§ Work instruction: Although the data below holds other lines too, output only those from the line with "point: stone walkway" up to and including the line with "point: boulder -- for", exactly as they appear.

Given records section start

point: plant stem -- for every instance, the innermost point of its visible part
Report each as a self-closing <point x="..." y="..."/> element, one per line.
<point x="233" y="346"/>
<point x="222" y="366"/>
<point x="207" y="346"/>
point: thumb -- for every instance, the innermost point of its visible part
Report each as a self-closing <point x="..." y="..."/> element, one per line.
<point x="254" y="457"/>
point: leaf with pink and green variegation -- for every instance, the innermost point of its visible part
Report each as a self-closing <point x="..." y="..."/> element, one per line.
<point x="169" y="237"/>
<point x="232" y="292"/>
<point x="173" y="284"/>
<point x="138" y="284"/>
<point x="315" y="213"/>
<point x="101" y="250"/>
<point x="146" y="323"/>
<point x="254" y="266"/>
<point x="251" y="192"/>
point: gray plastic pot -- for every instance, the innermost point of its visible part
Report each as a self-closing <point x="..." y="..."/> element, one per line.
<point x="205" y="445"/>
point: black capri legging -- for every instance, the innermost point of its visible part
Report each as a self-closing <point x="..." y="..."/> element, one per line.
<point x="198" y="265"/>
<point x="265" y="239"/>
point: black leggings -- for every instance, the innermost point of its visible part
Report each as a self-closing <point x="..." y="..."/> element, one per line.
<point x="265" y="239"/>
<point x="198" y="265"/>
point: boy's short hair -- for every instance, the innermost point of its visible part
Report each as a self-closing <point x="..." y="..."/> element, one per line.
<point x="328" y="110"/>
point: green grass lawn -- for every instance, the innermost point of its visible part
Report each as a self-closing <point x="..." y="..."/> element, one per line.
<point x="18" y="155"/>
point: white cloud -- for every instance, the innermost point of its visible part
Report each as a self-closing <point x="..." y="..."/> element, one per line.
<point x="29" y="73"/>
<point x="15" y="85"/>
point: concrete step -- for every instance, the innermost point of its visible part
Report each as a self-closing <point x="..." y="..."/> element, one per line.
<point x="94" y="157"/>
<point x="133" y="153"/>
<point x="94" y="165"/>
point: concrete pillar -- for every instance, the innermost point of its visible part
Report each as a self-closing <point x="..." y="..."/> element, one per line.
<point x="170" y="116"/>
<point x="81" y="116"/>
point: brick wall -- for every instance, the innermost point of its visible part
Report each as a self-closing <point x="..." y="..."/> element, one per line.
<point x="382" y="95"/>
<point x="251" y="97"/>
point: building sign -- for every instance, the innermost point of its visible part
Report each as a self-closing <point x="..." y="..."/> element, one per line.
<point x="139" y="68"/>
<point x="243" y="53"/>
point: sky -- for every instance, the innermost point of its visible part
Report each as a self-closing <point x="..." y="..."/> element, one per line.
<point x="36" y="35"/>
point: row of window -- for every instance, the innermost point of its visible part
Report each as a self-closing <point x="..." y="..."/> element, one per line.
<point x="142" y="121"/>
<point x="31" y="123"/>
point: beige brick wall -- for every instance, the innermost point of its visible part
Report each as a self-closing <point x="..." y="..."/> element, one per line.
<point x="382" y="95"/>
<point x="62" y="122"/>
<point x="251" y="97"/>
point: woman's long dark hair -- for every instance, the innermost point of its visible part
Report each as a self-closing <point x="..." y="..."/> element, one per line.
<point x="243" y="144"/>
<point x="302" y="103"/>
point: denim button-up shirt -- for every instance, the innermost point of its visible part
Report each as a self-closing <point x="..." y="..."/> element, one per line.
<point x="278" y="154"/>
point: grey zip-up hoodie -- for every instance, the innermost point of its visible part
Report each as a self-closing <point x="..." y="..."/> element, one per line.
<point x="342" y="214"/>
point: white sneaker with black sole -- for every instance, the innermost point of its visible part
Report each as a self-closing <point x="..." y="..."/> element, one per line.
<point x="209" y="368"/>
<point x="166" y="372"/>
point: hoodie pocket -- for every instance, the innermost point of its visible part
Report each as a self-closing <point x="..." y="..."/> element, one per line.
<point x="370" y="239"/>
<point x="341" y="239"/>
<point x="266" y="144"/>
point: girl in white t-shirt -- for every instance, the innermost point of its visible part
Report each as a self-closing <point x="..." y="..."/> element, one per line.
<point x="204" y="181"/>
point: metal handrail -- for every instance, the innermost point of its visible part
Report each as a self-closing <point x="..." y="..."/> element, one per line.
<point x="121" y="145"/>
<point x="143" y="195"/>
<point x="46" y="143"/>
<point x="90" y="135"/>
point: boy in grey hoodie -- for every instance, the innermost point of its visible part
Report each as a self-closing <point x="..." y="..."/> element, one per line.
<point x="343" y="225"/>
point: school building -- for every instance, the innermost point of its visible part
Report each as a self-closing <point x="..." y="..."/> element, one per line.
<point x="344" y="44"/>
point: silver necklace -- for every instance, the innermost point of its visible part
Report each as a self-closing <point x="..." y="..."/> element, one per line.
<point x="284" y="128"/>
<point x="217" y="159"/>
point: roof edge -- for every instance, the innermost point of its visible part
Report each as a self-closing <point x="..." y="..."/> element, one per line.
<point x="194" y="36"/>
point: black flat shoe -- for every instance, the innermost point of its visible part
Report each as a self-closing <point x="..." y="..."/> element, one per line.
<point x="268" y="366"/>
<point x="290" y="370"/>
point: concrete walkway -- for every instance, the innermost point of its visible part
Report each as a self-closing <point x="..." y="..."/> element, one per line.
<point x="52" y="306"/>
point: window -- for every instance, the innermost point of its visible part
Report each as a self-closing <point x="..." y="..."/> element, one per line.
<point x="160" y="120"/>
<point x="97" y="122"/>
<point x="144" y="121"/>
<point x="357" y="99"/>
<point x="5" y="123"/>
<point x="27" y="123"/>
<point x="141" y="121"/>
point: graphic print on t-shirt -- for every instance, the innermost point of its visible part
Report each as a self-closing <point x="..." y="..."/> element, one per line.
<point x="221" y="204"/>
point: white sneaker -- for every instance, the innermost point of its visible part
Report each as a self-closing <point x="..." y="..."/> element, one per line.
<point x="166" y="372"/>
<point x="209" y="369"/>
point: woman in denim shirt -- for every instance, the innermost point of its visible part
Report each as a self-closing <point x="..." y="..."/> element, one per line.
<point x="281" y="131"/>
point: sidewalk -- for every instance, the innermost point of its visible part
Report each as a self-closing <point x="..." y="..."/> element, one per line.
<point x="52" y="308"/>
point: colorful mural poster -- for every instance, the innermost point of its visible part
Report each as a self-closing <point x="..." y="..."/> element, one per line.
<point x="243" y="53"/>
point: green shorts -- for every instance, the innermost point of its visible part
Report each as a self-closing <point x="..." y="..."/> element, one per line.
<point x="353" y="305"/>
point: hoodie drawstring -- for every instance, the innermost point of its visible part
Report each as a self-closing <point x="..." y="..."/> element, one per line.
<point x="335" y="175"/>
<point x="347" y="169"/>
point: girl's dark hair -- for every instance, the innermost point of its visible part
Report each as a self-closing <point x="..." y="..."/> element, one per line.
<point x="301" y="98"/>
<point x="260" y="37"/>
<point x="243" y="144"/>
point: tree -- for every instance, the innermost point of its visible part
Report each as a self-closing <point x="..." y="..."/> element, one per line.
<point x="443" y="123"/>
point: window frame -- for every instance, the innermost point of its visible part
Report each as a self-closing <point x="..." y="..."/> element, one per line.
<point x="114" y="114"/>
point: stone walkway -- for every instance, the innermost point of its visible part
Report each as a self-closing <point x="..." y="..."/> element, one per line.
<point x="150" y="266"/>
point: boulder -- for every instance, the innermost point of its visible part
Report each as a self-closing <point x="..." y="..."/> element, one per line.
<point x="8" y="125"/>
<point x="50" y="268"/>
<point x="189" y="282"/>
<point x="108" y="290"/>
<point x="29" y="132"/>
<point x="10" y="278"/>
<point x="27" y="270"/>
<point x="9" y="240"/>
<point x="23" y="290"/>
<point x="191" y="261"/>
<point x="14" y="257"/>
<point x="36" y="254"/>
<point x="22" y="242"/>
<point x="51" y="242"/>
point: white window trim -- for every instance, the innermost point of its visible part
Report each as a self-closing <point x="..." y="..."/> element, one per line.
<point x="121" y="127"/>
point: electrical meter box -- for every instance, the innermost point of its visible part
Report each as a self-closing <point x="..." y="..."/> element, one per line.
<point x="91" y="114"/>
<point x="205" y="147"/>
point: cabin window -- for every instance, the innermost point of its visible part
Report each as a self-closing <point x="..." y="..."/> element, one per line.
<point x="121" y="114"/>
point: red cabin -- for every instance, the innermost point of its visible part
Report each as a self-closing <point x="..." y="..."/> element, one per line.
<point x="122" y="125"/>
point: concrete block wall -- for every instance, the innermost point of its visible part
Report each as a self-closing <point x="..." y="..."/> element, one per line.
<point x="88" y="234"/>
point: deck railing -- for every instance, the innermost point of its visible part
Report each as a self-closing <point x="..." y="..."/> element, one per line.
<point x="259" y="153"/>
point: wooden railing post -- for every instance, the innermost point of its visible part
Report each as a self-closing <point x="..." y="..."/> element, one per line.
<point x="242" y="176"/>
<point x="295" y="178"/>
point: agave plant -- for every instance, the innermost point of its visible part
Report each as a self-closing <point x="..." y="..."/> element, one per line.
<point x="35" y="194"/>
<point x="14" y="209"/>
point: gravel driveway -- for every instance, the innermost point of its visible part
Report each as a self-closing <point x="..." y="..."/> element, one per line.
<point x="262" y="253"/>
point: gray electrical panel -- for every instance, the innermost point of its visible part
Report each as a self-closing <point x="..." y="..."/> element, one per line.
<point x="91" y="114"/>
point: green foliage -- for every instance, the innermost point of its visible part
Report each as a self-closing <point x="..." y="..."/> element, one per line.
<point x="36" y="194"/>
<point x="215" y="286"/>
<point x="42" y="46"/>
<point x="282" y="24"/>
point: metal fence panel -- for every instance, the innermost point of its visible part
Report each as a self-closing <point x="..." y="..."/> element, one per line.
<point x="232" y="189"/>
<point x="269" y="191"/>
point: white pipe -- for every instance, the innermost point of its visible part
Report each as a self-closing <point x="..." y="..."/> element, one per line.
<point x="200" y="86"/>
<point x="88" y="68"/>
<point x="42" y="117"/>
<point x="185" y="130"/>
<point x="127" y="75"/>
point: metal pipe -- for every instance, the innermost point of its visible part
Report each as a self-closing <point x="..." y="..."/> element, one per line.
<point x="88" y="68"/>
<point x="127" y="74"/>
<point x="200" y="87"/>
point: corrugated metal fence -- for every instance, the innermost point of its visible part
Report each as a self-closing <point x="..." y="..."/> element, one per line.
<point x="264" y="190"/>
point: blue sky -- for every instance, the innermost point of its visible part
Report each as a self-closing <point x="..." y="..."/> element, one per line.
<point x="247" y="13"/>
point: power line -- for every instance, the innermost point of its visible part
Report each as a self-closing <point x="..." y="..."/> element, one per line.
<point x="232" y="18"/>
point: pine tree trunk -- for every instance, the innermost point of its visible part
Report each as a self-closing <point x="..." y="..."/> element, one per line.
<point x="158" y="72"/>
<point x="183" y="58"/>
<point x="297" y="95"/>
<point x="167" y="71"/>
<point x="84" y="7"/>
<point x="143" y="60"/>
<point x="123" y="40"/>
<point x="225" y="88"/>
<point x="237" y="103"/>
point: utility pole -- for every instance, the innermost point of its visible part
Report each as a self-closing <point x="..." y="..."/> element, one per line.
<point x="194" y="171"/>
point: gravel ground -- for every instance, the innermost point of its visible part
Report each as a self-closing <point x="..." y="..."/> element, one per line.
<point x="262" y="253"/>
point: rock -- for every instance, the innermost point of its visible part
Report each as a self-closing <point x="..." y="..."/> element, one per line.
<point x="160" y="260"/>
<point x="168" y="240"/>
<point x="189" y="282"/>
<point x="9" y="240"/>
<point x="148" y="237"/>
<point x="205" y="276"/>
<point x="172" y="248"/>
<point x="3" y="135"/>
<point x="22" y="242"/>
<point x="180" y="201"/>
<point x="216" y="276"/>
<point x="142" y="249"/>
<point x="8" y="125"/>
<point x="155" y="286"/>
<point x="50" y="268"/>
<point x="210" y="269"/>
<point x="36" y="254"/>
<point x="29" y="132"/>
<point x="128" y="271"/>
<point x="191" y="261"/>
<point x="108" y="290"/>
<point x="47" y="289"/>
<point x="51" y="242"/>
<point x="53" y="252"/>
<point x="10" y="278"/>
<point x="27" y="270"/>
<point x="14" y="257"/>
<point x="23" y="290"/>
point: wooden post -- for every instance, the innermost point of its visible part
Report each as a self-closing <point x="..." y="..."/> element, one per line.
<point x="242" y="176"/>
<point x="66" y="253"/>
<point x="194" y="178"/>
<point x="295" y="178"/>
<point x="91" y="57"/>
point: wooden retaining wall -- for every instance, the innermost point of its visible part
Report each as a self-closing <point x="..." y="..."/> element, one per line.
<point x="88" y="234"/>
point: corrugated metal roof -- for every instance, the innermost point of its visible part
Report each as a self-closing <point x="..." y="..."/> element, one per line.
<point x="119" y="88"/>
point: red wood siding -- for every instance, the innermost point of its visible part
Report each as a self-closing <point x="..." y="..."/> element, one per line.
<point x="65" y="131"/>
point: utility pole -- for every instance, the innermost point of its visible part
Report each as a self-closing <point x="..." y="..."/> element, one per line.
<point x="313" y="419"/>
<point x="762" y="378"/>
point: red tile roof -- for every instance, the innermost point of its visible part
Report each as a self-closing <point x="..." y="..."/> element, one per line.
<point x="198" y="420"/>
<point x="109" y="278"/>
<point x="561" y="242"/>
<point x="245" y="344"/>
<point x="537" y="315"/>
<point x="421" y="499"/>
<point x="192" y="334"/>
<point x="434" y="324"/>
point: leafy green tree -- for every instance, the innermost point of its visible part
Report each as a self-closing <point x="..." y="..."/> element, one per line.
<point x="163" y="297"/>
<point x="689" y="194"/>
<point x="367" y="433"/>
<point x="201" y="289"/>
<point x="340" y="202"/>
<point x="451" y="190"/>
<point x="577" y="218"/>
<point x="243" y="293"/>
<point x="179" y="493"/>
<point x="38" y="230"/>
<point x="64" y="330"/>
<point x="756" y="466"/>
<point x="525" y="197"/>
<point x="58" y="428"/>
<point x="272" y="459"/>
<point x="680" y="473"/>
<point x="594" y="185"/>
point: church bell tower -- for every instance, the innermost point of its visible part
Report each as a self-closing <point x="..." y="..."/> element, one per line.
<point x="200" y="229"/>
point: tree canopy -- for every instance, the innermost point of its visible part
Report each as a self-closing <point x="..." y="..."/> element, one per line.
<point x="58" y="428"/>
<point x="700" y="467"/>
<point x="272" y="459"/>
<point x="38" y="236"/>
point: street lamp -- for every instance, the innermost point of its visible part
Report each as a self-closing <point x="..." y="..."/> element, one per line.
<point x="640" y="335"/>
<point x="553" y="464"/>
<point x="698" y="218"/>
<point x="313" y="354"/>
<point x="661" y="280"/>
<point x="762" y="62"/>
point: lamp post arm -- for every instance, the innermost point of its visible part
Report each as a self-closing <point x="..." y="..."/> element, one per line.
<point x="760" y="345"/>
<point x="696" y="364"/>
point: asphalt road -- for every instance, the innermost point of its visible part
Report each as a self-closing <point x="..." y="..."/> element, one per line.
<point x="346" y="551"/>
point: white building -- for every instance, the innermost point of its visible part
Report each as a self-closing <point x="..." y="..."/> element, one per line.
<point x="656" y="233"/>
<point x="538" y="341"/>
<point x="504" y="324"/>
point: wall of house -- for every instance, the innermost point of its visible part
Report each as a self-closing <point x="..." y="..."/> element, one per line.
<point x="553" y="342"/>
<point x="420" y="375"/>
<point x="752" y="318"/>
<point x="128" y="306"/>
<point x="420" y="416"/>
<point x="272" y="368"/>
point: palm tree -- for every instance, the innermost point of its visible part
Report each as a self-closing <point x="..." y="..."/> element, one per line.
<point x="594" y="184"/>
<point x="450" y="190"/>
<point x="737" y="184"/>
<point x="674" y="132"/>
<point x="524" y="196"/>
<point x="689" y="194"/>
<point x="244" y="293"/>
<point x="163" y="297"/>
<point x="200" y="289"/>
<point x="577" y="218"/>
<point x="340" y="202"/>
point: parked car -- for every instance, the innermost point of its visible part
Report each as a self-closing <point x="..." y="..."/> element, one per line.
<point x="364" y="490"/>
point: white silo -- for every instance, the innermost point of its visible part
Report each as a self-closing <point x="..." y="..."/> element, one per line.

Given records section end

§ Task result:
point: stone walkway -- for every instance, the innermost point of its visible part
Report each as a self-closing <point x="..." y="..."/> element, one per line.
<point x="150" y="266"/>
point: boulder -- for every instance, the innermost point of its visible part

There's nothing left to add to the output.